■ Data provided ■
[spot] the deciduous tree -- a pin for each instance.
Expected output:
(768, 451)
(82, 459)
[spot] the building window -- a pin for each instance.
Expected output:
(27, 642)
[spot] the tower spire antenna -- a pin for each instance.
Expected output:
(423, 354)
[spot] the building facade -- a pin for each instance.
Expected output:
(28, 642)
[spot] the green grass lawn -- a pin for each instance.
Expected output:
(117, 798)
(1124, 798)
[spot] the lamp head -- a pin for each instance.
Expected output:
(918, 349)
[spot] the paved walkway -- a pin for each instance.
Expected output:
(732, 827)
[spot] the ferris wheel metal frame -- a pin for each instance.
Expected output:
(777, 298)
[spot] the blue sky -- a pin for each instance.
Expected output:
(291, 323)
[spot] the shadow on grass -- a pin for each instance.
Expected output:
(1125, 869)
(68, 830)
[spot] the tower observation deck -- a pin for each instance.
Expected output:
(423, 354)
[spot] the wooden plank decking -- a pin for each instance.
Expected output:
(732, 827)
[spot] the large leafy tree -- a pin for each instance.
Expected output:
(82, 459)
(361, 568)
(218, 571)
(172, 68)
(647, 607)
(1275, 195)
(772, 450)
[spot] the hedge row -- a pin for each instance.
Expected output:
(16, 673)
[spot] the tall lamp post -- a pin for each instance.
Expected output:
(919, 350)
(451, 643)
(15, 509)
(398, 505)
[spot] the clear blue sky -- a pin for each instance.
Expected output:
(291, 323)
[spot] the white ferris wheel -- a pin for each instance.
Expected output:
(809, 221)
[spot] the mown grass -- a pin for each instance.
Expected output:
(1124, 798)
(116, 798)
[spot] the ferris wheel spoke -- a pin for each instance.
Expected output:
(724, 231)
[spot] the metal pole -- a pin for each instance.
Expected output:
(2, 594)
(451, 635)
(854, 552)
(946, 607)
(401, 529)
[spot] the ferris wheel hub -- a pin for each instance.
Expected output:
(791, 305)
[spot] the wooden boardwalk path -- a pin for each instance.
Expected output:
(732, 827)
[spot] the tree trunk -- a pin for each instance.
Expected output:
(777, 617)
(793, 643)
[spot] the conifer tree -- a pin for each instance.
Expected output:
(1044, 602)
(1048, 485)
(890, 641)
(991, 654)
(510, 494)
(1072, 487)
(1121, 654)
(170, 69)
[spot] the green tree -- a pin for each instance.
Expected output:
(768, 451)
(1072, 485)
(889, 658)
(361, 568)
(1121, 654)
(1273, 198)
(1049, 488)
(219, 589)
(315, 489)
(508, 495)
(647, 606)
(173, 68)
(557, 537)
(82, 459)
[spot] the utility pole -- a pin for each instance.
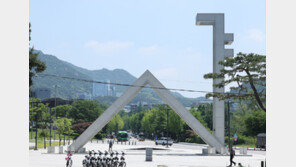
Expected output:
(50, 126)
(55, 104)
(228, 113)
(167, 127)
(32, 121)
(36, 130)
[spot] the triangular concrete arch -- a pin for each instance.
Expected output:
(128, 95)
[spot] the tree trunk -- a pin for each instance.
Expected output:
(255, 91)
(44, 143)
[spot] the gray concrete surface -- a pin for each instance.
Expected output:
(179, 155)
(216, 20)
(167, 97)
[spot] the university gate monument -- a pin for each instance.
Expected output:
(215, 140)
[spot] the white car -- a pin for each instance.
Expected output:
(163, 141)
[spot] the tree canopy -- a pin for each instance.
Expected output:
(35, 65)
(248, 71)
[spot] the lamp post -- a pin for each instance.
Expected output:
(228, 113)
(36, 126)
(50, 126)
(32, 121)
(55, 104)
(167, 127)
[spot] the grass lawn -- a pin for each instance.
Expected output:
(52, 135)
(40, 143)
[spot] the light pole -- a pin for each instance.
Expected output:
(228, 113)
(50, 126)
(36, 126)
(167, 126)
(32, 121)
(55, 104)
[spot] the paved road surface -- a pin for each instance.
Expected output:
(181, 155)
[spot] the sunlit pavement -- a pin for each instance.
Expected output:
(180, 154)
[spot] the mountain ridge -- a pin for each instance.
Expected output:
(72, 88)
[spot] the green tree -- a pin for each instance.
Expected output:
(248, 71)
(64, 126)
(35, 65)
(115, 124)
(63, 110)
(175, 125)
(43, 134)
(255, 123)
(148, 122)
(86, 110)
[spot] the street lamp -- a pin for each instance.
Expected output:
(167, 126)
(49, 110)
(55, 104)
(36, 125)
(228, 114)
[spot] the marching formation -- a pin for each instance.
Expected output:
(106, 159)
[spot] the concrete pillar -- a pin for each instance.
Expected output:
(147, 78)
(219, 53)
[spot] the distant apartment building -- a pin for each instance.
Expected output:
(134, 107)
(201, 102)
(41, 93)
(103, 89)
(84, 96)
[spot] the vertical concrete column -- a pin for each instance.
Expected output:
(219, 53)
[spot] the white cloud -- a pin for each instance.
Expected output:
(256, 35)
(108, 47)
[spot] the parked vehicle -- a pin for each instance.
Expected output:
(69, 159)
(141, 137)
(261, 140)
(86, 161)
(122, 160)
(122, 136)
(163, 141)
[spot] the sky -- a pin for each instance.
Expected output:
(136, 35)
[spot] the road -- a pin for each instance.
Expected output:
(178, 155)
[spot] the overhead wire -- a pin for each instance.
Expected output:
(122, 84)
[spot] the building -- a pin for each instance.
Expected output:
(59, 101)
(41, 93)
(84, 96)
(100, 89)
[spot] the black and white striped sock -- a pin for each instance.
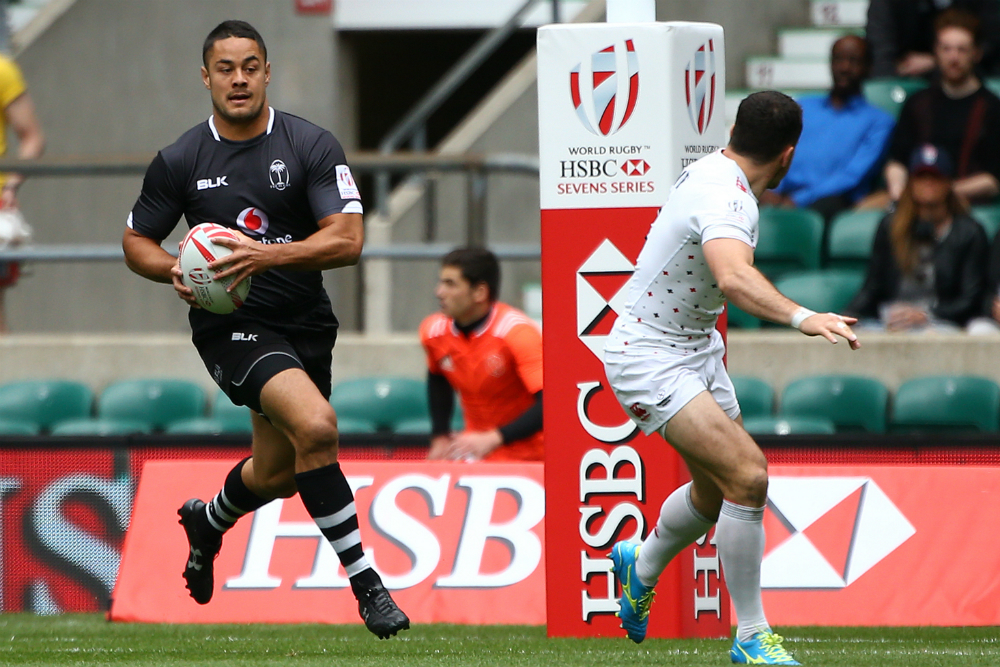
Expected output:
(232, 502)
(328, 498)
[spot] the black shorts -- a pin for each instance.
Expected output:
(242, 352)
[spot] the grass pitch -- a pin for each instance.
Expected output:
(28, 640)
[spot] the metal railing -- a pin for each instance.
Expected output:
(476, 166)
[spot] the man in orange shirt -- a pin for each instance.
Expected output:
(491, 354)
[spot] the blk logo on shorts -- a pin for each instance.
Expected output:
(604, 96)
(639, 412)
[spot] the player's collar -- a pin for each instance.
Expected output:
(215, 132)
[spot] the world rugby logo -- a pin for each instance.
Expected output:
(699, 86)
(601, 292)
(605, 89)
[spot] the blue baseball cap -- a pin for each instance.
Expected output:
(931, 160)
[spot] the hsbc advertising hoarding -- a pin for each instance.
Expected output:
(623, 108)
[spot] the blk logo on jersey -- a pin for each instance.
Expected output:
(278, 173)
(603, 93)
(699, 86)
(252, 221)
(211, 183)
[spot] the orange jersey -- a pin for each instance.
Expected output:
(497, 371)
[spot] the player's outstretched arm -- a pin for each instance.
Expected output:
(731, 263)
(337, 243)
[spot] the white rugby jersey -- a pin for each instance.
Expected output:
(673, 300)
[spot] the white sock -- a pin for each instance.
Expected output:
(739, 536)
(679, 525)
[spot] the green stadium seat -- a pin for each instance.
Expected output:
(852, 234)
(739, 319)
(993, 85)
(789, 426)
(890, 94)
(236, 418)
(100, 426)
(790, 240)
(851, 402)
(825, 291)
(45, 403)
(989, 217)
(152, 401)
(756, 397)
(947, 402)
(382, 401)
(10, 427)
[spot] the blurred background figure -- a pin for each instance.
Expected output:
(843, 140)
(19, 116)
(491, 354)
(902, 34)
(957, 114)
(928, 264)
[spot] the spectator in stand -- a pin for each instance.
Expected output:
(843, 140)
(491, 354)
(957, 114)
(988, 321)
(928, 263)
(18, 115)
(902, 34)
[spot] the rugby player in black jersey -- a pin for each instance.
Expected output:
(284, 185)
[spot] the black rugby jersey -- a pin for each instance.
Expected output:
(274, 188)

==

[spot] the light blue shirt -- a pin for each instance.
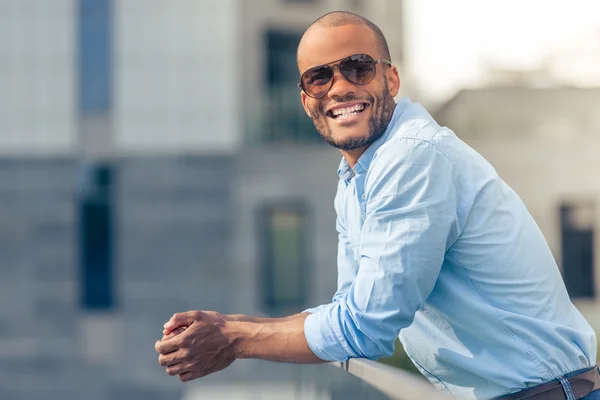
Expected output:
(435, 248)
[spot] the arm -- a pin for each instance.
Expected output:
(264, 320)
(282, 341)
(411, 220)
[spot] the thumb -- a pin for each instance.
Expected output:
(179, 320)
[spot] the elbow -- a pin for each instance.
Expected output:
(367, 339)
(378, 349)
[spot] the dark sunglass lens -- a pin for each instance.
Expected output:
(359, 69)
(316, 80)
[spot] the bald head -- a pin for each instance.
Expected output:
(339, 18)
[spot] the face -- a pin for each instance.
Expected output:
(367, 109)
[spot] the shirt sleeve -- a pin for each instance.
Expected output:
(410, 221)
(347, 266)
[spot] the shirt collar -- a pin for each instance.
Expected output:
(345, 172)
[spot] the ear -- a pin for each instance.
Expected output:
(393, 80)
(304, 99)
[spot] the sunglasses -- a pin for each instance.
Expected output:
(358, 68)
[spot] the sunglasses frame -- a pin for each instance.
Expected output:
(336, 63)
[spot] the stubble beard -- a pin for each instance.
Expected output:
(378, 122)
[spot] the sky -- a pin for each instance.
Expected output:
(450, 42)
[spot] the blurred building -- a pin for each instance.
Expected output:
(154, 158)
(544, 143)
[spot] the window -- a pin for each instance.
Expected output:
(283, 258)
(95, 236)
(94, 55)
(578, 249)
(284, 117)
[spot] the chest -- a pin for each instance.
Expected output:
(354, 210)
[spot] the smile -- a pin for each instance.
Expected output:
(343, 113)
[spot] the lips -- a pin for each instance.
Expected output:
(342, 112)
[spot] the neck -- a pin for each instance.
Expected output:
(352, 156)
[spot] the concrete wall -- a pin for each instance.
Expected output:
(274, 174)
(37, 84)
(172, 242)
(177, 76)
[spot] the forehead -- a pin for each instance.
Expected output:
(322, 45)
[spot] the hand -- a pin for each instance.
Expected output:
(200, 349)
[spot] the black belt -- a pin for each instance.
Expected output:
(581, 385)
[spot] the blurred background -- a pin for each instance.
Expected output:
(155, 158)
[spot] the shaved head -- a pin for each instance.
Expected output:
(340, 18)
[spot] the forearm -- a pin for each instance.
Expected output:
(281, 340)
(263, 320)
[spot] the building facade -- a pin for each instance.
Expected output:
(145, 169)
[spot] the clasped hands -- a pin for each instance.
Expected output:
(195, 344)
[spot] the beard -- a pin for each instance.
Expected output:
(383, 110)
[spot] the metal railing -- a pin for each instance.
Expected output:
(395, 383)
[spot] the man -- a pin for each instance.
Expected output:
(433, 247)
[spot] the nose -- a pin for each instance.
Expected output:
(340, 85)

■ What to do ■
Report every line of the data above that contains the string "lamp", reproducing each matching line in full. Case is significant when matching.

■ Expected answer ■
[spot] the lamp head -- a pin for each instance.
[spot] the tall lamp post -- a pin for each instance.
[spot] the lamp post -- a pin for each instance.
[spot] the street lamp -- a pin for each instance.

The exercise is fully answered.